_Rangkaian Tugas_.
1) Sebutkan seluruh inisial nama orang yang muncul dalam teks tentang kekerasan terhadap perempuan.
2) Tuliskan kembali tanpa perubahan sebagian teks tentang kekerasan terhadap perempuan, dimulai dari kata-kata yang memuat "Lain pula dengan" dan diakhiri setelah "hari, seminggu terakhir.".

_Teks yang Disediakan_.

───

Parapuan.co - Media sosial memperlihatkan dua wajahnya yang bersitatap. Ini tatkala menguak dua perkara kekerasan pada perempuan, dalam hitungan pekan dan hari-hari belakangan.
Pertama, dalam kategori Kekerasan Berbasis Gender Online (KBGO). Kejadiannya menimpa perempuan berinisial AD. Video diedarkan bermotif dugaan revenge porn. Ini dilakukan AP, mantan pacarnya. Isi video yang beredar lewat media sosial mengilustrasikan pasangan dalam aktivitas privat. Aktivitas yang tabu diedarkan di hadapan publik. Seluruh keramaiannya terjadi beberapa pekan lalu, di akhir bulan Juni. Hari ini, sedikit demi sedikit duduk perkaranya kian jelas. Kedua pemeran pada video terbuka identitasnya. Juga motif yang melatarbelakangi penyebarannya.
Dalam perkara ini, media sosial berwajah sebagai pembuka aib. Menimbulkan rasa malu AD, orang tua beserta kerabatnya. Tapi juga membongkar motif jahat AP.
Lain pula dengan yang dialami CIN. Perempuan ini mengalami kekerasan, dalam kategori Kekerasan Dalam Rumah Tangga (KDRT). Pelakunya, sang suami: AT. CIN yang dikabarkan dalam proses pemulihan pasca melahirkan, mendapat tindakan kekerasan berikut bayinya. Nampaknya ini bukan KDRT pertama kali yang dialami CIN. Seluruhnya lantaran AT tak nyaman dengan pertanyaan-pertanyaan CIN, soal isi smartphone miliknya. Dilayangkanlah tendangan maupun pukulan, pada sasaran yang tak semestinya. Kejadiannya baru dalam hitungan hari, seminggu terakhir.

───

_Data yang Diberikan_.
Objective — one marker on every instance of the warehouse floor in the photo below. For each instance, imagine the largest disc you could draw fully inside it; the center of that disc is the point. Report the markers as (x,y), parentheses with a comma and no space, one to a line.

───

_Jawaban Latihan_.
1) AD, AP, CIN, AT

2)
Lain pula dengan yang dialami CIN. Perempuan ini mengalami kekerasan, dalam kategori Kekerasan Dalam Rumah Tangga (KDRT). Pelakunya, sang suami: AT. CIN yang dikabarkan dalam proses pemulihan pasca melahirkan, mendapat tindakan kekerasan berikut bayinya. Nampaknya ini bukan KDRT pertama kali yang dialami CIN. Seluruhnya lantaran AT tak nyaman dengan pertanyaan-pertanyaan CIN, soal isi smartphone miliknya. Dilayangkanlah tendangan maupun pukulan, pada sasaran yang tak semestinya. Kejadiannya baru dalam hitungan hari, seminggu terakhir.